-- start of GIVEN DATA --
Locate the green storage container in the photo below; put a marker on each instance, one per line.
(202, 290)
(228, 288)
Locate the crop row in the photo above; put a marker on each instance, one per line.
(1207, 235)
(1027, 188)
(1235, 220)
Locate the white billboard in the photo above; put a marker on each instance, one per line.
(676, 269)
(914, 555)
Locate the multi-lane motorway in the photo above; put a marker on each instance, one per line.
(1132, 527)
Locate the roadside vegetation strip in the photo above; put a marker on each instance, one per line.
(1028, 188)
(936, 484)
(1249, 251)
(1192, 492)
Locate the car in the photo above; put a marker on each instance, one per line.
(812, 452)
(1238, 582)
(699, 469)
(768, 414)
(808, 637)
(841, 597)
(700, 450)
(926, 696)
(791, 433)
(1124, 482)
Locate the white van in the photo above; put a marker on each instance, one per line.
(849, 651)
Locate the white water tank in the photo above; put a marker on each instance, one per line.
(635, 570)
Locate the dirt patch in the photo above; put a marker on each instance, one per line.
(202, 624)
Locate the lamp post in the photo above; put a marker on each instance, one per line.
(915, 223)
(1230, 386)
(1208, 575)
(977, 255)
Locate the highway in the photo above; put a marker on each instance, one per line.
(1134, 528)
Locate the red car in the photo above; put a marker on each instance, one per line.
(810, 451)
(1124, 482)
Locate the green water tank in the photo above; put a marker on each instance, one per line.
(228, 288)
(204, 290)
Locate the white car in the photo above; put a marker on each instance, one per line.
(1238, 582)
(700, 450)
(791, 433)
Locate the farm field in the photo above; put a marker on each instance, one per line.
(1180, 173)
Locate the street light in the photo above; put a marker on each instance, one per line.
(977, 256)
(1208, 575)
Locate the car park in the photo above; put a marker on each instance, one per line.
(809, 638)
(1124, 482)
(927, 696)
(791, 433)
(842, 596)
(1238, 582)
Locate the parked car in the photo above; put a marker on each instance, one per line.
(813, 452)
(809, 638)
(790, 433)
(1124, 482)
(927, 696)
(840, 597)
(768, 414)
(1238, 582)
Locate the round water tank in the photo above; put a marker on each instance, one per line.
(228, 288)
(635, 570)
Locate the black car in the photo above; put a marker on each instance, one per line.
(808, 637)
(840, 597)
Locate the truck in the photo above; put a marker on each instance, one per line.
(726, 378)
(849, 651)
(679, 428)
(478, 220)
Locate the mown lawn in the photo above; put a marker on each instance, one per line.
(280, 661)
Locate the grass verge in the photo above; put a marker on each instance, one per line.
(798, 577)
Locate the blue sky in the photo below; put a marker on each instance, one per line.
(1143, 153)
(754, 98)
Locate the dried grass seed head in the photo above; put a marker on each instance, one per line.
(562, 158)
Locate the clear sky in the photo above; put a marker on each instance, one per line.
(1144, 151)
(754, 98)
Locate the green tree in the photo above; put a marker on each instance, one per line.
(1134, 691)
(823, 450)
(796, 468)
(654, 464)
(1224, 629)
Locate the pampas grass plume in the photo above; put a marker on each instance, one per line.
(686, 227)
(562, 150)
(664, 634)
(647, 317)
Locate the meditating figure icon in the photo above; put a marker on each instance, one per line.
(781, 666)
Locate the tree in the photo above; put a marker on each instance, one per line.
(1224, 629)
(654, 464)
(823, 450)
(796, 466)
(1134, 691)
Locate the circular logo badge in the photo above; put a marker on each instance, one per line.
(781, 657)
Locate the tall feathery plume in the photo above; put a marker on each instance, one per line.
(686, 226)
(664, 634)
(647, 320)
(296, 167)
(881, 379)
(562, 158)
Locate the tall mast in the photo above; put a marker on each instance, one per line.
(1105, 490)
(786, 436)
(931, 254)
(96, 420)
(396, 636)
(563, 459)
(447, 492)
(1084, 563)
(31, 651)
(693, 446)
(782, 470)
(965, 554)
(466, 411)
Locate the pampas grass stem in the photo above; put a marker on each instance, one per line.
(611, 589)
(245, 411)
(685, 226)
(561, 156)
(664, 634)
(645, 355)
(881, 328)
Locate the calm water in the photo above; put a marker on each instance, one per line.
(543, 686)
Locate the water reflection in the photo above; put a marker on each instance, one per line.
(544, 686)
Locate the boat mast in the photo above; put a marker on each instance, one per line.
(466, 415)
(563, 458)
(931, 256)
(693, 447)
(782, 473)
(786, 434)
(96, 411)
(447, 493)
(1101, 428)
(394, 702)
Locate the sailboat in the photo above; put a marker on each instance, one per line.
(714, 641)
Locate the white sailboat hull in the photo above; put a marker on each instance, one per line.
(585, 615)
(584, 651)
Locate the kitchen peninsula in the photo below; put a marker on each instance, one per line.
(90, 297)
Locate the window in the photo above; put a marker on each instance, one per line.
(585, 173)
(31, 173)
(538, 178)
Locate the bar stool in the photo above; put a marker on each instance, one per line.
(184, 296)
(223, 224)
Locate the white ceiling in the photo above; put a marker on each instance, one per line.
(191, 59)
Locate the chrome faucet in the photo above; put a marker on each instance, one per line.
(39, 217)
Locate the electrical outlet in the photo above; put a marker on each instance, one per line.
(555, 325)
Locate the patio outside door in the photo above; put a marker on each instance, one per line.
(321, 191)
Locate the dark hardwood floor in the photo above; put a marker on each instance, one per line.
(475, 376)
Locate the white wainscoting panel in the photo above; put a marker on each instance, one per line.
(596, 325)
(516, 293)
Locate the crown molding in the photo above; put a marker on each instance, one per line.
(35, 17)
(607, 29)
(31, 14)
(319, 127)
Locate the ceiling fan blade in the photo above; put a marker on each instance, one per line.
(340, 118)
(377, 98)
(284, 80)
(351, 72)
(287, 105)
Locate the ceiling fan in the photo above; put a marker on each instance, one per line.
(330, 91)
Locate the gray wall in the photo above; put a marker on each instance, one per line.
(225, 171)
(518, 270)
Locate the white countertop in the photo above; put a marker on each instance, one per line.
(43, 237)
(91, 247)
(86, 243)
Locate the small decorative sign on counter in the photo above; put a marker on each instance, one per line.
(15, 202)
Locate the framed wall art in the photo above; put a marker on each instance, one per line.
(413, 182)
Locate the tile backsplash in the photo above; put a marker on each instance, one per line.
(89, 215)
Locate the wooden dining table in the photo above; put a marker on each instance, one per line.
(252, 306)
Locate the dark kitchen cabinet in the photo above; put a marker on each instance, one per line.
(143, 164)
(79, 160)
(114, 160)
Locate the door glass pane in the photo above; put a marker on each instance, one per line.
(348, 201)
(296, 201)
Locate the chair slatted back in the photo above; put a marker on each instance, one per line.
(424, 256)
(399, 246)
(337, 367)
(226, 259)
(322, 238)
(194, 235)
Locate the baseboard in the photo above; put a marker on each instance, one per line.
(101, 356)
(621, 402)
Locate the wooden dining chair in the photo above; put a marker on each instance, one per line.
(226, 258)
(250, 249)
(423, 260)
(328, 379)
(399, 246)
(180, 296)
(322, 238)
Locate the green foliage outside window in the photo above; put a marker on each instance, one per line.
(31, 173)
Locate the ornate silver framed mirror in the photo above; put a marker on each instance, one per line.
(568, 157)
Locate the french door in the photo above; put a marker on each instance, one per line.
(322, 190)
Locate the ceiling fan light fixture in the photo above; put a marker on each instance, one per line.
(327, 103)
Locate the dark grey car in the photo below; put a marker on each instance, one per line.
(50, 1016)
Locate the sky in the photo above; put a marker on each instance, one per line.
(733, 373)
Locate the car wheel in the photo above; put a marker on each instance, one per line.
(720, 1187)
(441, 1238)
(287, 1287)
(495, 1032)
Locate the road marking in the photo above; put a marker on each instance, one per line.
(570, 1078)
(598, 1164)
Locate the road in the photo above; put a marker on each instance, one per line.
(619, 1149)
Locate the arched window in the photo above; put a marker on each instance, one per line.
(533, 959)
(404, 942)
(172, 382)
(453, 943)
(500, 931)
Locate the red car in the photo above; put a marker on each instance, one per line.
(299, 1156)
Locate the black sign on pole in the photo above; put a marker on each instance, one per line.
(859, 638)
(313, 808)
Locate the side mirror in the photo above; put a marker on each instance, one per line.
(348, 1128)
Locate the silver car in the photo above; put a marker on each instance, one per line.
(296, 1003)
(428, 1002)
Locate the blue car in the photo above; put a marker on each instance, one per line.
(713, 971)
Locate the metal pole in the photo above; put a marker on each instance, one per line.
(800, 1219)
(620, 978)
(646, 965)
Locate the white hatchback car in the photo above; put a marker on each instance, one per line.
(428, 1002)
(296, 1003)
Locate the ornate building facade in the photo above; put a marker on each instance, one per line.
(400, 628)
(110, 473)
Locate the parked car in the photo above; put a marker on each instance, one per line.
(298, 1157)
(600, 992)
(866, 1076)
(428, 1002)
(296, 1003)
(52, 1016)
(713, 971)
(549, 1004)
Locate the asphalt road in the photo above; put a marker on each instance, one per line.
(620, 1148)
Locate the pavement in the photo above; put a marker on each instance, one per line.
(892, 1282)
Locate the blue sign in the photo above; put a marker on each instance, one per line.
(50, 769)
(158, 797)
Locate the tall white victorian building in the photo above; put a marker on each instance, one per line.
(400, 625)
-- end of GIVEN DATA --
> GIVEN TASK:
Return exactly, and only, the line containing "Locate the arched" and every line after it through the end of the material.

> RESPONSE TO THIS TASK:
Locate the arched window in the photo above; put a marker on each instance, one per line.
(533, 959)
(404, 942)
(172, 382)
(453, 943)
(500, 931)
Locate the red car in the photo above; put a marker on each instance, one per line.
(299, 1156)
Locate the black sign on pole in the photo above; put a marker on each instance, one per line.
(859, 638)
(313, 808)
Locate the side mirror in the photo above; put a marker on each instance, one per line.
(348, 1128)
Locate the silver car in the photo above; put a marker on each instance, one per line.
(296, 1003)
(428, 1002)
Locate the blue car in the photo above; put a marker on each instance, one per line.
(713, 971)
Locate the metal pole in the photo above; put a marker on each instance, one per line.
(800, 1219)
(620, 978)
(646, 965)
Locate the white hatchback car in the photo above; put a marker on each instance, one per line.
(428, 1002)
(296, 1003)
Locate the ornate building facade in the photo above; put a marker on each instance, one per line.
(400, 628)
(110, 473)
Locate the parked car in the photo above; put a marker on each instance, one per line.
(298, 1157)
(600, 992)
(866, 1076)
(428, 1002)
(296, 1003)
(52, 1016)
(713, 971)
(549, 1004)
Locate the asphalt road in the photo above; put a marker on each instance, one per line.
(620, 1148)
Locate the pavement in the photo above; put a marker on each instance, one per line.
(892, 1282)
Locate the blue sign in the photo above; put a marker on each instance, one per line.
(50, 769)
(158, 797)
Locate the tall white victorian building in the photo above; put a marker on each instance, one per line.
(400, 625)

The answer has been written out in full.